» **ТЕКСТ ДЛЯ ЧТЕНИЯ**
--- --- ---
Правда, при этом позиции профсоюзов, фабзавкомов и различного рода пролетарских форумов по остальным насущным политическим вопросам нередко принципиально расходились. В то время как одни из них безоговорочно высказывались против большевиков и в поддержку Временного Сибирского правительства, Учредительного собрания и Сибирской областной думы, другие предложение о необходимости сохранения Советов дополняли такими требованиями к новым властям, как немедленное освобождение всех арестованных по политическим мотивам и красногвардейцев, сохранение 8-мичасового рабочего дня, свободы слова, печати, собраний и т. п. В резолюциях последних встречались даже такие радикальные требования, как предоставление Советам права контроля за Временным Сибирским правительством и его местными органами.

Основная масса сибирского населения — крестьянство — к свержению Советской власти отнеслась равнодушно, практически не приняв участие в ее вооруженной защите. Более того, во многих волостях и даже в некоторых уездах (в Минусинском, Тюкалинском) местное население собственными силами бескровно ликвидировало правление большевиков либо активно этому содействовало (в Бийском, Змеиногорском, Канском, Кузнецком, Курганском, Тарском уездах). Лишь в отдельных волостях красноармейцы и красногвардейцы нашли поддержку и сочувствие части местного населения.

Но было бы глубоким заблуждением на этом основании считать, что политическая ситуация в сибирской деревне после переворота отличалась определенностью и тем более оставалась однозначной. Сведения, собранные инструкторами-информаторами министерства внутренних дел Временного Сибирского правительства в Томской губернии, рисуют крайне противоречивую картину крестьянских настроений. Инструкторы-информаторы считали, что в 70 обследованных ими волостях отношение к Временному Сибирскому правительству было положительным, в 15 — отрицательным и в 25 — неопределенным. В 51 волости им удалось восстановить земство, в 49 — пришлось избрать временные исполнительные комитеты, а 9 волостях (по три в Кузнецком, Новониколаевском и Томском уездах) по настоянию местного населения они согласились на оставление Советов [20].
--- --- ---
» **ЗАДАНИЯ**
a) Определите, соответствуют ли тексту для чтения утверждения (i), (ii) и (iii). Ответ на каждое дайте словом «да» или «нет» и подкрепите точной цитатой из текста.
(i) Крестьянство активно участвовало в вооруженной защите Советской власти.
(ii) В Минусинском уезде местное население собственными силами ликвидировало правление большевиков.
(iii) По оценке инструкторов-информаторов, в 25 волостях отношение к Временному Сибирскому правительству было отрицательным.
b) Назовите все уезды, где, согласно тексту для чтения, местное население активно содействовало ликвидации правления большевиков.
--- --- ---
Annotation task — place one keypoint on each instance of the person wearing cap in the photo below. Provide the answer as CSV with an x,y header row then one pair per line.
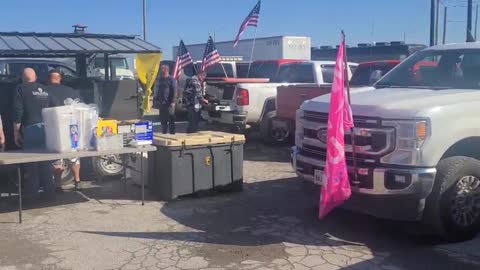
x,y
30,99
61,93
2,136
165,97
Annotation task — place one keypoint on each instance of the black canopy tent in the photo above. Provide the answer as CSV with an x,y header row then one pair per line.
x,y
77,45
116,99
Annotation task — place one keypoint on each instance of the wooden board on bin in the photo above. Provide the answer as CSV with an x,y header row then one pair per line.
x,y
195,139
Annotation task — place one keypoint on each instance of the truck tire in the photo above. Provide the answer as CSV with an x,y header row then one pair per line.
x,y
453,207
67,174
269,136
105,168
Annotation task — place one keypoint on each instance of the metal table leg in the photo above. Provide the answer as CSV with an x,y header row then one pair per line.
x,y
19,175
124,158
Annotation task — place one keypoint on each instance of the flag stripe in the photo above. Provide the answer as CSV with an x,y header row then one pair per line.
x,y
211,55
183,59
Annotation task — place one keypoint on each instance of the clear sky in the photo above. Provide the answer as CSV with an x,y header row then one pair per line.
x,y
168,20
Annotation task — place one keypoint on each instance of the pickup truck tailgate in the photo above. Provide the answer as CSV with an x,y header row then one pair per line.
x,y
220,93
290,98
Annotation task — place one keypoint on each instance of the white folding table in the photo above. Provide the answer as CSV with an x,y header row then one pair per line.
x,y
32,156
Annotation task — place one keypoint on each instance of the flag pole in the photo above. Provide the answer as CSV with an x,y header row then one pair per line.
x,y
251,54
352,135
221,62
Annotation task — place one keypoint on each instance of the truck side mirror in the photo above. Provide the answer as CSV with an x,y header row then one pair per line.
x,y
375,76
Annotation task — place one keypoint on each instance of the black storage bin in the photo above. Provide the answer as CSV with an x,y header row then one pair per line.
x,y
187,164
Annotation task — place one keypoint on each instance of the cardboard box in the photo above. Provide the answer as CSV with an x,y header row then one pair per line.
x,y
144,132
107,127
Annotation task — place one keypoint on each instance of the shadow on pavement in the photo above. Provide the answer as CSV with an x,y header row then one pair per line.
x,y
274,212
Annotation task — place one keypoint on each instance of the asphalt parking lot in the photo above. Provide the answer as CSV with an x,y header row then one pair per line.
x,y
272,224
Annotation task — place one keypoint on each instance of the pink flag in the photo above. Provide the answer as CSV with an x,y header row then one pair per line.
--- --- ---
» **ОТВЕТЫ К ЗАДАНИЯМ**
a)
(i) Нет: «к свержению Советской власти отнеслась равнодушно, практически не приняв участие в ее вооруженной защите».
(ii) Да: «в некоторых уездах (в Минусинском, Тюкалинском) местное население собственными силами бескровно ликвидировало правление большевиков».
(iii) Нет: «в 15 — отрицательным и в 25 — неопределенным».

b) Бийский, Змеиногорский, Канский, Кузнецкий, Курганский и Тарский уезды.